*TASK INSTRUCTIONS*:
Take the data below and copy exactly the lines starting at the one with "Target: owl's ear tuft" and finishing at the one with "sample: <point>288,92</point>", both included.

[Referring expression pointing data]

<<<<

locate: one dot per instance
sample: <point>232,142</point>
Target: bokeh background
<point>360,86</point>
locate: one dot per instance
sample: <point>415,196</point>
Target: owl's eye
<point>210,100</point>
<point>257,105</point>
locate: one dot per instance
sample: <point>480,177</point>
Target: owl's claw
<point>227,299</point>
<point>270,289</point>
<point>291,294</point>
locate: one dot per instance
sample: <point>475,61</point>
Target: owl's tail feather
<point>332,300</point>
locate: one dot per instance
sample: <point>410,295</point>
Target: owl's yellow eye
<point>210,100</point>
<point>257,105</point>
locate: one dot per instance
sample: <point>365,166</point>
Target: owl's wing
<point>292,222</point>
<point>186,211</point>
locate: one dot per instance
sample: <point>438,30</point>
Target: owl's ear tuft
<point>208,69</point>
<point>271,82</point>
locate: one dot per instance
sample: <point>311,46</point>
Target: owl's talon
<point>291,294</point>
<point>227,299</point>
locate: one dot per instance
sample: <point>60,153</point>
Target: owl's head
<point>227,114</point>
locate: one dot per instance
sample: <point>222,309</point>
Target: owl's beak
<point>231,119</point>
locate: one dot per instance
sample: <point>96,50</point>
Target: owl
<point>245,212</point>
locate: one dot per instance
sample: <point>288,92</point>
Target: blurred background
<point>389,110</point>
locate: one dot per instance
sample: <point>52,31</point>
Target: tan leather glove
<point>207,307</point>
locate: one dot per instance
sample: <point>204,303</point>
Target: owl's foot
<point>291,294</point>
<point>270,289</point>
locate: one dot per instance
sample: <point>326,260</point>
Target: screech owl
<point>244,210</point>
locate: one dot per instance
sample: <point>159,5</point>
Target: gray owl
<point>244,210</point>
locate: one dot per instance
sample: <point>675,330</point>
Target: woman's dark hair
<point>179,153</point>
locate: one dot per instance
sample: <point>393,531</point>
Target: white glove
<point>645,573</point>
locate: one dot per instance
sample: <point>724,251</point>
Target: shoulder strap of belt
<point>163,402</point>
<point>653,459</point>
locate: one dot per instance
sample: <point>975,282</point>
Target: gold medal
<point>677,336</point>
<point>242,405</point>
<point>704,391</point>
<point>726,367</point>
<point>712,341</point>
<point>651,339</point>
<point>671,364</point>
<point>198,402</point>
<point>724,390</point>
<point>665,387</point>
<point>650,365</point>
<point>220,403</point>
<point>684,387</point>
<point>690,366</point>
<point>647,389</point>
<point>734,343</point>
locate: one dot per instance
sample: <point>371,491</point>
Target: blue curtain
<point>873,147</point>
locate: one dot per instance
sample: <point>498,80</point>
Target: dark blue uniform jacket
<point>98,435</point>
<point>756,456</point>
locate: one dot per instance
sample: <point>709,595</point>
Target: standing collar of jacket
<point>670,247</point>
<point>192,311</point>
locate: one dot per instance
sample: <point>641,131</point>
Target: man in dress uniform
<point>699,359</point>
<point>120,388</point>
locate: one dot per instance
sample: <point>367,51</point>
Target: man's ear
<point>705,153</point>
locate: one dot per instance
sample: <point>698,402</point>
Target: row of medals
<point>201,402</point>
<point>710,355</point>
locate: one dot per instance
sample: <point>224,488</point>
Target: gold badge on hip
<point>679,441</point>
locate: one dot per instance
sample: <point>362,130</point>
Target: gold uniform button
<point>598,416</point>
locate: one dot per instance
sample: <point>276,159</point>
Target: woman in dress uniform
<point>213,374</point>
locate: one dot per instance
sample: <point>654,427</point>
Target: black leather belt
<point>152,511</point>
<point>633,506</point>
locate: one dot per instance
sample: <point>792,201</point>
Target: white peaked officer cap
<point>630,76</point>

>>>>

*SOLUTION*:
Target: owl's ear tuft
<point>208,69</point>
<point>271,82</point>
locate: one dot per instance
sample: <point>311,46</point>
Target: owl's talon
<point>291,294</point>
<point>227,299</point>
locate: one dot per instance
sample: <point>60,153</point>
Target: owl's head
<point>227,114</point>
locate: one dot per instance
sample: <point>222,309</point>
Target: owl's beak
<point>231,119</point>
locate: one dot per instance
sample: <point>96,50</point>
Target: owl
<point>245,212</point>
locate: one dot per instance
sample: <point>288,92</point>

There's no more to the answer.